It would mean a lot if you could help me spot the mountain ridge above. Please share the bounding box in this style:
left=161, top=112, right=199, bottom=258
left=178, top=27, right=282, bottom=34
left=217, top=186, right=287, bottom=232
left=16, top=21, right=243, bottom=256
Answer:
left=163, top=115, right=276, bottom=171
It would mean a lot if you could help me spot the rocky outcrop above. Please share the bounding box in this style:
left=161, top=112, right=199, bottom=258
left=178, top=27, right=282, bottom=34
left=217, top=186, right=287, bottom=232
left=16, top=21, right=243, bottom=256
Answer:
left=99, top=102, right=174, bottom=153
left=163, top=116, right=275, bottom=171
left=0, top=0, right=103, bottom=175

→ Task brief
Copy out all of the data above, swapping "bounding box" for "rectangle" each time it occurs and leaving everything else unchanged.

→ Answer to this problem
It would mean a lot if you could help me spot the mountain ridge above. Please share the rectangle in this style:
left=161, top=112, right=199, bottom=258
left=178, top=27, right=282, bottom=34
left=217, top=186, right=287, bottom=232
left=16, top=21, right=243, bottom=256
Answer:
left=163, top=115, right=276, bottom=171
It would mean a lot if you could help me spot the rocky outcrop above. Please share the rectangle in this style:
left=161, top=112, right=199, bottom=258
left=178, top=27, right=282, bottom=34
left=217, top=186, right=287, bottom=232
left=16, top=21, right=243, bottom=256
Answer:
left=99, top=102, right=174, bottom=153
left=163, top=116, right=275, bottom=171
left=0, top=0, right=103, bottom=175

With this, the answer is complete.